(Text segment)
◆ ◆ ◆
A silver lining in Gap's (GPS -0.80%) otherwise dour first-quarter earnings report yesterday was that sales at already opened stores have recaptured 70% of last year's numbers.

CFO Katrina O'Connell told analysts, "we're pleased with reopened stores already generating sales at nearly 70% of their performance last year, with particular strength at Old Navy, where our customer base is strong and our store fleet is advantaged given its off-mall positioning."

The only problem is, the retailer's sales last year were a pretty low bar to step over.

Gap employee folding clothes.

Image source: Gap.

Nowhere to go but up

All three of Gap's multi-billion dollar brands -- Banana Republic, Old Navy, and its self-named chain -- failed to record a single instance of same-store sales growth in any quarter of 2019 and its Gap brand has only notched one quarter of positive comps in the last five years.

Obviously the COVID-19 pandemic shutting down all of its retail stores for two months wiped out most revenue and caused Gap to record a $1.2 billion loss for the quarter, so getting any sales going again is important. Yet as a triumph, it's not much to trumpet.

Total sales were down 2% in last year's first quarter as comps fell across the board, and were down by double-digit rates at the Gap brand. Even Old Navy saw a 1% drop from the prior year, so even if Gap gets all three brands back to breakeven it's still a lower threshold it is crossing over.

Retailers will need time to recover from the lockdowns, and Gap's rebounding sales are at least hopeful if it wants to be able to effect the turnaround it is trying to achieve.
◆ ◆ ◆
(Tasks to carry out)
1/ Decide whether each statement agrees with the article on Gap's earnings, answering yes or no and quoting the words that settle it: (a) Reopened stores are generating sales at nearly 70% of last year's performance. (b) Gap recorded a $1.2 billion profit for the quarter. (c) None of Gap's three brands recorded same-store sales growth in any quarter of 2019.
2/ Using the article on Gap's earnings, answer each question:
(a) Who is the CFO quoted speaking to analysts?
(b) For how long did the COVID-19 pandemic shut down all of Gap's retail stores?
(c) By what percentage did Old Navy's sales drop from the prior year?
Rely only on the article on Gap's earnings for what comes next.

Items from a data source:
◆ ◆ ◆
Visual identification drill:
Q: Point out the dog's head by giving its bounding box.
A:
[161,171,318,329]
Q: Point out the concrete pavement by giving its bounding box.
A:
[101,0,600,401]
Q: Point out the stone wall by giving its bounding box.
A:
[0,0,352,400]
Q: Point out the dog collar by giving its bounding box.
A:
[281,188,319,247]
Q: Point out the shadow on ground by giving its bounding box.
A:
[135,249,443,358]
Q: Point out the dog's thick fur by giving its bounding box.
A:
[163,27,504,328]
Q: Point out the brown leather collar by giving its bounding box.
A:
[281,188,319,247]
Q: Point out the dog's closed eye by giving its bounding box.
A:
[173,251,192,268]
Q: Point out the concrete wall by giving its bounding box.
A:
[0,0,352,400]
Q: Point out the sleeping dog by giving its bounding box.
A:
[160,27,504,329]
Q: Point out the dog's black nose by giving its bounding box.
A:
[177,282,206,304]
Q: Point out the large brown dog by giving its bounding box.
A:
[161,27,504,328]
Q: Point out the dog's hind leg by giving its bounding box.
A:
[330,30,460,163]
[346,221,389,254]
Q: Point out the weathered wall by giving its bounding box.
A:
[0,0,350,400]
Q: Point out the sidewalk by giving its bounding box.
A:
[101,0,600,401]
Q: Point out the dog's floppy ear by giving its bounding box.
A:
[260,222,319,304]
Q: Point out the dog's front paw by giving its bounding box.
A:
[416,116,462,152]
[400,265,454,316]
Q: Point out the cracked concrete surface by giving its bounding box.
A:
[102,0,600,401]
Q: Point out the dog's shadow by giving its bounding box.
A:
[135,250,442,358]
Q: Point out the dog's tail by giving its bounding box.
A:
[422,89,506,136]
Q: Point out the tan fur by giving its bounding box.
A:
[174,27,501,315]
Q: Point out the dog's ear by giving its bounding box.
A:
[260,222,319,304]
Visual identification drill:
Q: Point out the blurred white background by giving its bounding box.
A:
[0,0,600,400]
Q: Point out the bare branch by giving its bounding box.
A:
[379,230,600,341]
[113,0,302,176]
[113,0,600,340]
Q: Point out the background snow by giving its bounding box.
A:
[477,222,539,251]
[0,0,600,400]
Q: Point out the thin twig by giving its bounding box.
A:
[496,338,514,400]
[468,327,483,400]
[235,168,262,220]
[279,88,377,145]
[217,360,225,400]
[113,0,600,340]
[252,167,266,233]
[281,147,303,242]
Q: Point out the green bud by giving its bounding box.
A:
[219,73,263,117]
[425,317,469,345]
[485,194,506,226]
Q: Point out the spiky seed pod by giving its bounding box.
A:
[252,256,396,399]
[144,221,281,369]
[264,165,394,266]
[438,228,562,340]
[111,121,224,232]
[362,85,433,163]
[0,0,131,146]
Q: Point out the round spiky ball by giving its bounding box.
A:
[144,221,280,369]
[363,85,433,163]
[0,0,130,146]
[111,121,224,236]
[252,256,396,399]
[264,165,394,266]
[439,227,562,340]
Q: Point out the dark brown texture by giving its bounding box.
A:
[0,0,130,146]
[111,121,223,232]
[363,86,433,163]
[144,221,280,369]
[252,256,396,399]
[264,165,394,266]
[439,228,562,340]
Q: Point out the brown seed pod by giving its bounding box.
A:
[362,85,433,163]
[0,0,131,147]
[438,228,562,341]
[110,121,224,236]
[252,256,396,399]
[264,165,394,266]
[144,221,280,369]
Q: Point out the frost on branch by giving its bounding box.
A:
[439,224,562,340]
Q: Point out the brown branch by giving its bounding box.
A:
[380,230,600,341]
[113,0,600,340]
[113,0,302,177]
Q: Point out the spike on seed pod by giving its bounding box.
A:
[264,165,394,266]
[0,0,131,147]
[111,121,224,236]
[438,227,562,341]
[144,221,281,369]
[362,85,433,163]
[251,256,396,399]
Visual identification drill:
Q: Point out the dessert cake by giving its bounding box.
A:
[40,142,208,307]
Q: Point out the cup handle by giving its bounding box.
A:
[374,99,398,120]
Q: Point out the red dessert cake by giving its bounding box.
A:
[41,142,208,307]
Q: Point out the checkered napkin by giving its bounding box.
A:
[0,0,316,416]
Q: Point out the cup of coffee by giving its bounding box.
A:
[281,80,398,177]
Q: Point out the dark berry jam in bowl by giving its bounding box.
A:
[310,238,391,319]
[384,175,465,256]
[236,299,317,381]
◆ ◆ ◆
(Exercise answers)
1/
(a) Yes: "reopened stores already generating sales at nearly 70% of their performance last year"
(b) No: "caused Gap to record a $1.2 billion loss for the quarter"
(c) Yes: "failed to record a single instance of same-store sales growth in any quarter of 2019"

2/
(a) Katrina O'Connell
(b) Two months
(c) 1%